DATASET:
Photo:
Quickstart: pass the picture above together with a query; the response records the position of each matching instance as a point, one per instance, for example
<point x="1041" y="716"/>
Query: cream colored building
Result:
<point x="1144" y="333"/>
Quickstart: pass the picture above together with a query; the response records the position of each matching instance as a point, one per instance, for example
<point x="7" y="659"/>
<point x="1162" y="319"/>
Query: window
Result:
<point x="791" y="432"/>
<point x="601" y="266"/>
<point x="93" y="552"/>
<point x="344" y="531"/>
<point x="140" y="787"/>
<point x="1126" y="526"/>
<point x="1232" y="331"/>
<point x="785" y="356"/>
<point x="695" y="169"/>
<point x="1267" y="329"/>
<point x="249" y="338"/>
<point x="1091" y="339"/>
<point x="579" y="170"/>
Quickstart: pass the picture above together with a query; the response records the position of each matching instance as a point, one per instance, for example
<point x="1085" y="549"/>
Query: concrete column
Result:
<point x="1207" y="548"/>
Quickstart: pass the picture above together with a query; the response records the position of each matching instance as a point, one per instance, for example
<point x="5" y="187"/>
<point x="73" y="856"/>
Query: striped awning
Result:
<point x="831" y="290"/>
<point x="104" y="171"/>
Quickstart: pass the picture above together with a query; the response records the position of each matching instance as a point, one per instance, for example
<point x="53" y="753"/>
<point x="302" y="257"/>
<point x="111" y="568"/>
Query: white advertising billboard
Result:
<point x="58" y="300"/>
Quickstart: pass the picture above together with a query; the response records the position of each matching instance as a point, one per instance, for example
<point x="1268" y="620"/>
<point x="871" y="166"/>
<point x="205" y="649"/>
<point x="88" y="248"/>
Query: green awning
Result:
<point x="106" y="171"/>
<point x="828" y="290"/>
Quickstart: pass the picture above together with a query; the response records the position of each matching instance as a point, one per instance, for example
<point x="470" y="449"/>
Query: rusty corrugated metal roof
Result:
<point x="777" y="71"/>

TASK TO CARRY OUT: All of the entries need to be reproduced exactly; please write them out.

TASK RESPONSE:
Photo:
Quickstart: pass the picture above together with a query; the response records the position of each matching instance as a point, one per instance, for example
<point x="1041" y="716"/>
Query: cream colored building
Result:
<point x="1144" y="333"/>
Quickstart: pass the picture above together with a query; the response records the position of each matching instance as a point, one per instance, for example
<point x="7" y="659"/>
<point x="1162" y="319"/>
Query: window
Result:
<point x="791" y="432"/>
<point x="601" y="266"/>
<point x="93" y="552"/>
<point x="344" y="531"/>
<point x="140" y="787"/>
<point x="1126" y="526"/>
<point x="1232" y="331"/>
<point x="785" y="356"/>
<point x="695" y="169"/>
<point x="1267" y="329"/>
<point x="249" y="338"/>
<point x="1091" y="339"/>
<point x="579" y="170"/>
Quickstart: pass the picture above together with a query; the response records the position of each matching instance as a point, one per instance, for example
<point x="1085" y="549"/>
Query: concrete column
Result:
<point x="1207" y="548"/>
Quickstart: pass the picture above together with a query; the response records the position of each matching instance as a point, one per instance, for example
<point x="5" y="187"/>
<point x="73" y="856"/>
Query: striped awning
Result:
<point x="831" y="290"/>
<point x="104" y="171"/>
Quickstart: pass the picture above together with a query; the response records the position of each matching instance as a point, one per instance, for example
<point x="53" y="753"/>
<point x="302" y="257"/>
<point x="111" y="568"/>
Query: white advertising billboard
Result:
<point x="58" y="300"/>
Quickstart: pass the picture above together with a query; the response records the position of each matching instance as a point, one per instance, for example
<point x="1268" y="620"/>
<point x="871" y="166"/>
<point x="205" y="649"/>
<point x="88" y="248"/>
Query: green awning
Result:
<point x="106" y="171"/>
<point x="828" y="290"/>
Quickstart: pass the picture above together with a query; the response records the position of each matching instance as a point, one per instance, for example
<point x="470" y="449"/>
Query: rusty corrugated metal roof
Result:
<point x="777" y="71"/>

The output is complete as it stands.